⟨

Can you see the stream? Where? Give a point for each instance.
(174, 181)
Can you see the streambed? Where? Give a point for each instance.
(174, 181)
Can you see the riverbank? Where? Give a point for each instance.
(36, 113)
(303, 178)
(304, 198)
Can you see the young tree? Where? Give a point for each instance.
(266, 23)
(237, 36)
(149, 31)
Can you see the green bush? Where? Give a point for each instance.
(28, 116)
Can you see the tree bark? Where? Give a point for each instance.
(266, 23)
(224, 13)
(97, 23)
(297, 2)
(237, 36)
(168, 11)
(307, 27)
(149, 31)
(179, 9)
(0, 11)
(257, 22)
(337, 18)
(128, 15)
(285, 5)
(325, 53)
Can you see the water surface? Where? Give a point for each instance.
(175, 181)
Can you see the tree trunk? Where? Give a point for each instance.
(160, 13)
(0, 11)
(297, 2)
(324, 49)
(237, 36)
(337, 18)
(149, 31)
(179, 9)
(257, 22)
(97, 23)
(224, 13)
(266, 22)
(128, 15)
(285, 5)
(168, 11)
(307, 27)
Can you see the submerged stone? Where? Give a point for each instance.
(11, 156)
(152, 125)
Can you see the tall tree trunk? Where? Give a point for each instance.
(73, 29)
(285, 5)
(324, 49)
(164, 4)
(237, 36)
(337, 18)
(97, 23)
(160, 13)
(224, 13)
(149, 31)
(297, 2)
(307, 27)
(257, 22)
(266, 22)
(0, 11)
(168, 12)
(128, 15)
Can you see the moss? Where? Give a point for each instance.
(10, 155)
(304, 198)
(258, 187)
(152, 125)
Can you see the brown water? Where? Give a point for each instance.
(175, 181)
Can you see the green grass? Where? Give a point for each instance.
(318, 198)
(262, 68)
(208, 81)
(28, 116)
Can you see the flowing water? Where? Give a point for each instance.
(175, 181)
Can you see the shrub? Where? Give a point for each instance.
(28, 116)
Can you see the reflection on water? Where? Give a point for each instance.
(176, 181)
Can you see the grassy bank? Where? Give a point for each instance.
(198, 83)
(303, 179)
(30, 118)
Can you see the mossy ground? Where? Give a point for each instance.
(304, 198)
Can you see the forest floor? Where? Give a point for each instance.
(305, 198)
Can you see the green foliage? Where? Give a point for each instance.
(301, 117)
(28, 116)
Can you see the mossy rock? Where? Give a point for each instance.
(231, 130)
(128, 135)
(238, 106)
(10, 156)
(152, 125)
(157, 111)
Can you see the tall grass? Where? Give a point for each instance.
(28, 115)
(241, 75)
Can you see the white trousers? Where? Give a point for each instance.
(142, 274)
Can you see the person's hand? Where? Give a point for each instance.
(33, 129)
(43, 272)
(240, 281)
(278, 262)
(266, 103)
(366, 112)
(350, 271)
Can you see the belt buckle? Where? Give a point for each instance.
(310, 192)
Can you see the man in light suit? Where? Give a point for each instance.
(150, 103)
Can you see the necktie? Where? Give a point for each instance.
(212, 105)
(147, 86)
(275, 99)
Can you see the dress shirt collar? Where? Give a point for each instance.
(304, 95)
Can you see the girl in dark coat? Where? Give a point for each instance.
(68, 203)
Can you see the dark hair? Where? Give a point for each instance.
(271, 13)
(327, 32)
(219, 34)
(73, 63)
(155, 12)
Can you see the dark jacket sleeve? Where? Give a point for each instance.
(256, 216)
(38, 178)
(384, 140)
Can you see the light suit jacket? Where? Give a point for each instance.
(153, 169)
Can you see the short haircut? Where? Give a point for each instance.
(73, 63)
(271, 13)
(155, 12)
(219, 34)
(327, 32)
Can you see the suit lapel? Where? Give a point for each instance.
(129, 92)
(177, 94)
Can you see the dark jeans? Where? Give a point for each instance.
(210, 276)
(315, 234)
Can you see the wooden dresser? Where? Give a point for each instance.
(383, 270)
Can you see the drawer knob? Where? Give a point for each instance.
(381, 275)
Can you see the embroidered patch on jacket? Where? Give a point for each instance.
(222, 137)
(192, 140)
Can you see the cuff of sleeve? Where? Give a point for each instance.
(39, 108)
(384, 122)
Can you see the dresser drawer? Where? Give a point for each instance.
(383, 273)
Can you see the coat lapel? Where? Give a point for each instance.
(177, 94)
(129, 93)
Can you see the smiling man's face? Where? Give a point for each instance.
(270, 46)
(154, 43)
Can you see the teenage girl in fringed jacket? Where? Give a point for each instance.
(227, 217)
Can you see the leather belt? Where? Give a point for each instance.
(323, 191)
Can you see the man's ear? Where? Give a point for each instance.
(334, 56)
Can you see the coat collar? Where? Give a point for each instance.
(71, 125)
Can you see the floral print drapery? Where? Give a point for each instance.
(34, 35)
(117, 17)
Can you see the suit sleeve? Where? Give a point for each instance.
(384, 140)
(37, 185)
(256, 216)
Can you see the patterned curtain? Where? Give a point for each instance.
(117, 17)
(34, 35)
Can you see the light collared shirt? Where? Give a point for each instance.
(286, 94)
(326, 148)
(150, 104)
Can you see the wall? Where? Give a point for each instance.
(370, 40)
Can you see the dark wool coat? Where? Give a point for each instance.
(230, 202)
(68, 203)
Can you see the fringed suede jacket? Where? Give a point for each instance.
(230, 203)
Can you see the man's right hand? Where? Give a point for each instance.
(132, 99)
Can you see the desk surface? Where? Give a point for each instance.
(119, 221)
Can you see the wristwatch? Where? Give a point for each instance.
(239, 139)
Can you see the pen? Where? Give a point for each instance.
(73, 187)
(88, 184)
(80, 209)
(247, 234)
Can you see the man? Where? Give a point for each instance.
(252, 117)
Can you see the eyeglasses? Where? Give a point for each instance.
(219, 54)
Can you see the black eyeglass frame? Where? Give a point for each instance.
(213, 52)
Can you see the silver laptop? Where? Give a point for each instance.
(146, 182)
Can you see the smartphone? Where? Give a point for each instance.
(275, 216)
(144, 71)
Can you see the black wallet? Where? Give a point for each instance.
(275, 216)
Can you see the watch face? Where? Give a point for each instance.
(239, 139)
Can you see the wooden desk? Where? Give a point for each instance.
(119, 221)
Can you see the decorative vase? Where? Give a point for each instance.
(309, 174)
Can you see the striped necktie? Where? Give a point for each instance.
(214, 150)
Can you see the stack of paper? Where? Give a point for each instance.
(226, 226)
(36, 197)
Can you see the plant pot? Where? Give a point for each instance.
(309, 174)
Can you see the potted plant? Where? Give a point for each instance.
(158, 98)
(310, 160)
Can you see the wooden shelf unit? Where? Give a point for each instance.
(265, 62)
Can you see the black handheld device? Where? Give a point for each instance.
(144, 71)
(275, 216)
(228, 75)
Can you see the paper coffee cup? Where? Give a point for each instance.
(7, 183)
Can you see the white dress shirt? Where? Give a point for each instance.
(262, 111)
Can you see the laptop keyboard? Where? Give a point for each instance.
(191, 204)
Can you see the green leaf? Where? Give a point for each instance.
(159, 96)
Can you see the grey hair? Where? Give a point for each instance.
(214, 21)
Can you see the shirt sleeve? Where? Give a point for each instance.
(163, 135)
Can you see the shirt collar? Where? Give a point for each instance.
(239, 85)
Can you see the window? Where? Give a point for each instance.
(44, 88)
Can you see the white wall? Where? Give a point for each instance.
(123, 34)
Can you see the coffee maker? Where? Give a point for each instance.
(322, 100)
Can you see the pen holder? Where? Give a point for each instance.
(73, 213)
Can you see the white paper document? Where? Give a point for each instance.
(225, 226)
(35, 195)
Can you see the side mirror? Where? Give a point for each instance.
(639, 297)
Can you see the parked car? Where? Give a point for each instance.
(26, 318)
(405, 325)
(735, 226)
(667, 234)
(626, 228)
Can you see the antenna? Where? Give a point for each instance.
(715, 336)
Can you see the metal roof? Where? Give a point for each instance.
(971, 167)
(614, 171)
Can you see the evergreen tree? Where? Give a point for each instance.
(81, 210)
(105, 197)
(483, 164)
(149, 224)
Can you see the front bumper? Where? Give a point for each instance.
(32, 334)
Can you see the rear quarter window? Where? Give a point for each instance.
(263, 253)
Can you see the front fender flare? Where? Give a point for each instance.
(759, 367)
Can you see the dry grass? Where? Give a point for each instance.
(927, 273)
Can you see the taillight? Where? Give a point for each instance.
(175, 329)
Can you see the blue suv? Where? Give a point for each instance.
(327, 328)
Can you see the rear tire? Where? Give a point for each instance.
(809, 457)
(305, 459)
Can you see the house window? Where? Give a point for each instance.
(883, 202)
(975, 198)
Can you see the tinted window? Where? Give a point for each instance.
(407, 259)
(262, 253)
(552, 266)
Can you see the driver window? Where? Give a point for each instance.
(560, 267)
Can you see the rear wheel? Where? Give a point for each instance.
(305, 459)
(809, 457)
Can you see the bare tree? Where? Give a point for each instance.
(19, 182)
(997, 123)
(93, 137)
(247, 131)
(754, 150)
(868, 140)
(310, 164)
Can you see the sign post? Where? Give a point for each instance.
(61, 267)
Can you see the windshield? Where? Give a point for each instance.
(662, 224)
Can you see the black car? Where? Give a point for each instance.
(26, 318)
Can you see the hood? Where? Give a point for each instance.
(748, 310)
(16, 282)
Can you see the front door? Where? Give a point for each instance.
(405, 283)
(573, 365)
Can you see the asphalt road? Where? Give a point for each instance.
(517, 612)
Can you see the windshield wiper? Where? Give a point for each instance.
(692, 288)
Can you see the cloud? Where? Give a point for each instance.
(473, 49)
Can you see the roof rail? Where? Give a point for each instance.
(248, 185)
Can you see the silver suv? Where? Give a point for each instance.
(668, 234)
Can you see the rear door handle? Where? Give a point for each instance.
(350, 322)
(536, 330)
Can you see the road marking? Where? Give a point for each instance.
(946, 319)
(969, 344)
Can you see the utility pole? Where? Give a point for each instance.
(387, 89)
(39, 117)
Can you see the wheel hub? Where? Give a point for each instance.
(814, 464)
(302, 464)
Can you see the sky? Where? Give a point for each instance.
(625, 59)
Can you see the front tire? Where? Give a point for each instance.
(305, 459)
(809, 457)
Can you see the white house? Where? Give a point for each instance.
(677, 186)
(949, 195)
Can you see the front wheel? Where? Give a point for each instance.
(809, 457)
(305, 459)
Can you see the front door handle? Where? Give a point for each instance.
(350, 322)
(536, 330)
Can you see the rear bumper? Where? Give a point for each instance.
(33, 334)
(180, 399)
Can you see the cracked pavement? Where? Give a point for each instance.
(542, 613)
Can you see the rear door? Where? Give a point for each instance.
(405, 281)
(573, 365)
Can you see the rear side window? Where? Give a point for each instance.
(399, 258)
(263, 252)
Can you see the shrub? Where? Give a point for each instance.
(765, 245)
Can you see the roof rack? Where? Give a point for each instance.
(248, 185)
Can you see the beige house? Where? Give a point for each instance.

⟩

_Exercise objective_
Find "Can you see the sky?" in the data above, then repeat that line and all lines after it exactly, ending with the final line.

_Exercise result_
Can you see the sky? Where? Give a point for each instance.
(625, 59)
Can you see the front tire? Where? Give a point for each instance.
(305, 459)
(809, 457)
Can you see the white house? Where? Give a point for each instance.
(677, 186)
(949, 195)
Can you see the front wheel? Where? Give a point for each instance.
(809, 457)
(305, 459)
Can you see the front door handle? Where? Give a point for each instance.
(350, 322)
(536, 330)
Can you see the rear bumper? Where? Give a point for each instance.
(33, 334)
(180, 399)
Can you see the cracked pavement? Where? Give a point for each instance.
(542, 613)
Can you see the rear door? Where? Give a point for each instance.
(405, 281)
(573, 365)
Can you see the rear side window? Where? Give a point for each instance.
(399, 258)
(263, 252)
Can you see the shrub? Where? Give a point for each instance.
(765, 245)
Can you see the roof rack? Where? Give a point for each instance.
(248, 185)
Can you see the beige house? Where? Give a point for each instance.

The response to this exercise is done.